■ Exercise:
A word-for-word copy of the data, pictures excluded, is what this task asks for.

*** Input for this task

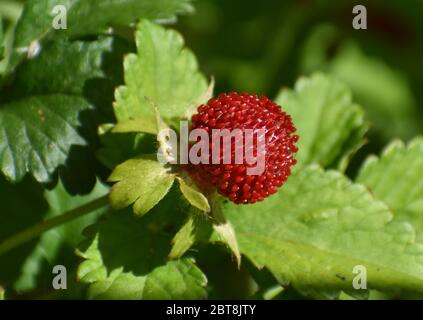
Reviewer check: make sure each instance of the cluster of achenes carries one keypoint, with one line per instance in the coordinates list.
(245, 111)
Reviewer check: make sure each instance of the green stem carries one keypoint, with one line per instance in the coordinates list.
(34, 231)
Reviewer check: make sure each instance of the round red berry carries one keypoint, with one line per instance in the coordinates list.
(245, 111)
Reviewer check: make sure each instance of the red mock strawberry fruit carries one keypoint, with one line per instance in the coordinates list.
(245, 111)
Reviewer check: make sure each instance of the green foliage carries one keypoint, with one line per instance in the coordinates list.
(163, 71)
(318, 227)
(42, 114)
(140, 181)
(86, 18)
(126, 258)
(395, 178)
(83, 105)
(331, 127)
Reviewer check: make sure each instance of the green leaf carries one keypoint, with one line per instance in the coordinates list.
(197, 228)
(141, 181)
(395, 178)
(22, 206)
(37, 133)
(86, 18)
(163, 71)
(224, 231)
(126, 258)
(193, 195)
(43, 110)
(318, 227)
(383, 90)
(136, 125)
(56, 246)
(385, 93)
(331, 127)
(117, 147)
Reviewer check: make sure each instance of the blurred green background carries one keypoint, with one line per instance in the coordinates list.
(261, 46)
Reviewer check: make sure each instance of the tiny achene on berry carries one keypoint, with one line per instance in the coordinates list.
(246, 111)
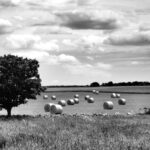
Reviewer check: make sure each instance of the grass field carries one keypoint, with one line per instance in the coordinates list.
(134, 102)
(121, 89)
(72, 132)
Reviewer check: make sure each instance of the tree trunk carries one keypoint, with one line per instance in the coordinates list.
(9, 112)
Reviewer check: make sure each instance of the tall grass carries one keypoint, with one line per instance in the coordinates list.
(72, 132)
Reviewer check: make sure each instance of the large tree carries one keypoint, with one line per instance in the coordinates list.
(19, 81)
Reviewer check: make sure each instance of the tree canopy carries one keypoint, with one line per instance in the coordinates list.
(19, 81)
(94, 84)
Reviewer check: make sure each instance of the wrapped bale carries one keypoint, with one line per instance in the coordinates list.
(45, 96)
(56, 109)
(87, 97)
(76, 96)
(76, 100)
(108, 105)
(121, 101)
(62, 102)
(47, 107)
(70, 102)
(117, 95)
(53, 97)
(113, 95)
(90, 100)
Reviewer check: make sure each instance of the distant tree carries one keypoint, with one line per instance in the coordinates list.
(19, 81)
(94, 84)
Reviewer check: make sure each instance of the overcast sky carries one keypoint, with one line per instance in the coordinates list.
(79, 41)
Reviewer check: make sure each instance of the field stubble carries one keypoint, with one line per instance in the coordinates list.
(75, 132)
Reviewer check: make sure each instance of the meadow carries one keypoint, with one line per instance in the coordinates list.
(82, 126)
(75, 132)
(137, 98)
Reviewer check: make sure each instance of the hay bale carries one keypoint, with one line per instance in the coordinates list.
(121, 101)
(108, 105)
(62, 102)
(93, 91)
(47, 107)
(90, 100)
(96, 92)
(70, 102)
(45, 96)
(56, 109)
(87, 97)
(53, 97)
(76, 96)
(113, 95)
(117, 95)
(76, 100)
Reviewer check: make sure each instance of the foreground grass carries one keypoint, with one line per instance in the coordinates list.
(68, 132)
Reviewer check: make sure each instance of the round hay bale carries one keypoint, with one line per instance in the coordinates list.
(87, 97)
(117, 95)
(76, 96)
(93, 91)
(53, 97)
(70, 102)
(56, 109)
(113, 95)
(121, 101)
(62, 102)
(76, 100)
(96, 92)
(90, 100)
(45, 96)
(108, 105)
(47, 107)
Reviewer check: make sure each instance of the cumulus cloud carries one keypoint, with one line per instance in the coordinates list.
(45, 57)
(40, 56)
(5, 26)
(22, 41)
(31, 41)
(62, 59)
(98, 69)
(130, 39)
(97, 20)
(134, 62)
(47, 46)
(6, 3)
(52, 30)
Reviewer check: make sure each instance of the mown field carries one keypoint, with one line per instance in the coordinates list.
(135, 101)
(75, 132)
(121, 89)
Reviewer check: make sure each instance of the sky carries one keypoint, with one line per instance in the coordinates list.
(79, 41)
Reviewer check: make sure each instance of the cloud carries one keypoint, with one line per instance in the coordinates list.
(62, 59)
(134, 62)
(46, 58)
(98, 69)
(22, 41)
(47, 46)
(5, 26)
(144, 27)
(96, 20)
(31, 41)
(49, 3)
(40, 56)
(130, 39)
(6, 3)
(52, 30)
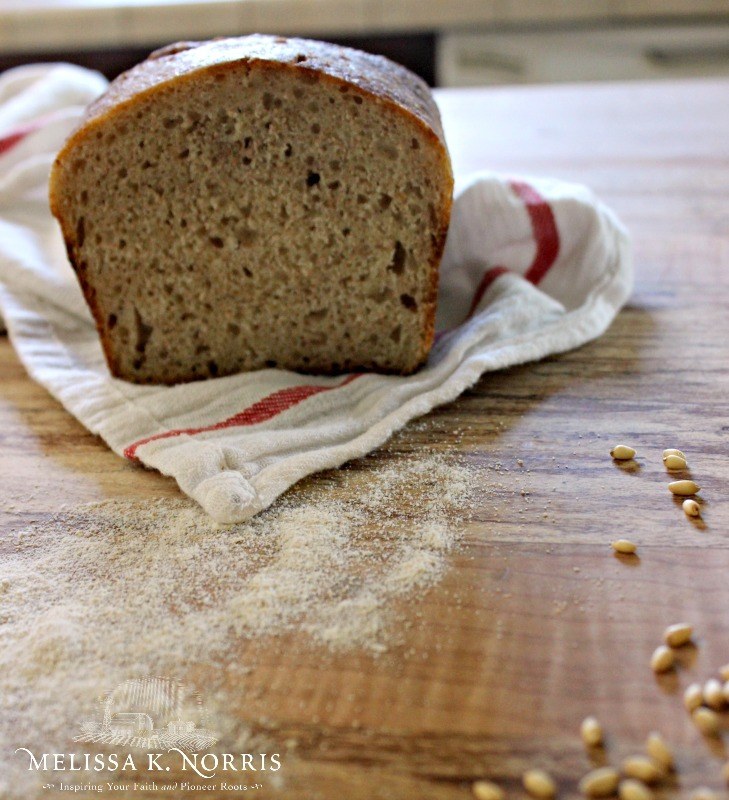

******

■ Solved exercise:
Reviewer check: make sure each instance of the cluster of achenes carries one keypoint, with one line per instance in the coordinates list.
(245, 111)
Reviewer check: make sure each instance of the green stem carries one keypoint, with one line per instance in the coordinates list.
(34, 231)
Reviewer check: make sure each instance of the round red berry carries one keypoint, with one line per instance in the coordinates list.
(245, 111)
Reviewer check: make sure each instance of the red mock strawberry fruit carries one keypoint, with one line per instance in the coordinates list.
(245, 111)
Reviewer check: make sure each instance of the green foliage carries one keypoint, with one line per instance in the coordinates list.
(163, 71)
(318, 227)
(42, 114)
(140, 181)
(86, 18)
(126, 258)
(395, 178)
(83, 105)
(331, 127)
Reviewer check: make sure each instance of the green leaf carries one keypoint, with one line per instance in the coordinates list.
(197, 228)
(141, 181)
(395, 178)
(22, 206)
(37, 133)
(86, 18)
(163, 71)
(224, 231)
(126, 258)
(193, 195)
(43, 110)
(318, 227)
(383, 90)
(136, 125)
(56, 246)
(385, 93)
(331, 127)
(117, 147)
Reviewer check: make sure each instance of the blurred green background carries one keypoint, with one line per instance in the coordinates list.
(261, 46)
Reviewer check: make sure each instance of the tiny achene on berry carries one keypoint, with one line per instance in the coordinates list.
(246, 111)
Reviewer check: make sure each instance of the grass field carries one keypoint, with one line per instance in the coordinates list.
(134, 102)
(121, 89)
(72, 132)
Reviewer check: make sure each instance of the tree trunk carries one keypoint, with one line per instance in the coordinates list.
(9, 112)
Reviewer check: make sure each instance of the tall grass carries one keypoint, with one line per instance in the coordinates list.
(72, 132)
Reviewer check: make sure each instance of the large tree carries one keypoint, with one line per instance in the coordinates list.
(19, 81)
Reviewer check: make sure each instance of the tree canopy carries one keypoint, with one line per instance in the coordinates list.
(19, 81)
(94, 84)
Reviewer check: make sure each instance of the wrapped bale carries one keypoint, with one line per instance in the coordinates list.
(45, 96)
(56, 109)
(87, 97)
(76, 96)
(76, 100)
(108, 105)
(121, 101)
(62, 102)
(47, 107)
(70, 102)
(117, 95)
(53, 97)
(113, 95)
(90, 100)
Reviewer check: make sure each instance of the distant tree carries one keypoint, with one line per instance in the coordinates list.
(19, 81)
(94, 84)
Reviewer check: make sure each instance of the overcast sky carries one keypoint, with one line per instance in the coordinates list.
(79, 41)
Reviewer check: make sure each instance of the field stubble carries one keypoint, with one line per instance in the coordinates list.
(75, 132)
Reviewer check: make sure each instance of the meadow carries one keypoint, with one line per instance in the coordinates list.
(82, 126)
(75, 132)
(137, 98)
Reviewer check: make sure each instance of the hay bale carries one keypoint, with one line per instance in the coordinates list.
(121, 101)
(108, 105)
(62, 102)
(93, 91)
(47, 107)
(90, 100)
(96, 92)
(70, 102)
(45, 96)
(56, 109)
(87, 97)
(53, 97)
(76, 96)
(113, 95)
(117, 95)
(76, 100)
Reviewer check: make sure each instance of the foreground grass carries one keypoint, with one line per instance in the coordinates list.
(68, 132)
Reviewer check: make sure each instance of the round hay bale carries one keypoint, with one line per instance in the coordinates list.
(87, 97)
(117, 95)
(76, 96)
(93, 91)
(53, 97)
(70, 102)
(56, 109)
(113, 95)
(121, 101)
(62, 102)
(76, 100)
(96, 92)
(90, 100)
(45, 96)
(108, 105)
(47, 107)
Reviewer check: make sure each instance of the cumulus cloud carries one keypoint, with one line per instance in the coordinates list.
(45, 57)
(40, 56)
(5, 26)
(22, 41)
(31, 41)
(62, 59)
(98, 69)
(130, 39)
(97, 20)
(134, 62)
(47, 46)
(6, 3)
(52, 30)
Reviewer check: make sure each instance of the mown field carries one keypoint, with one line per instance in the coordinates list.
(135, 101)
(75, 132)
(121, 89)
Reviewer check: make sure each instance of the sky carries one keypoint, with one line per instance in the coordinates list.
(79, 41)
Reviewer check: make sure each instance of the cloud carries one keypoint, with one line per instance in the coordinates list.
(62, 59)
(134, 62)
(46, 58)
(98, 69)
(22, 41)
(47, 46)
(5, 26)
(144, 27)
(96, 20)
(31, 41)
(49, 3)
(40, 56)
(130, 39)
(6, 3)
(52, 30)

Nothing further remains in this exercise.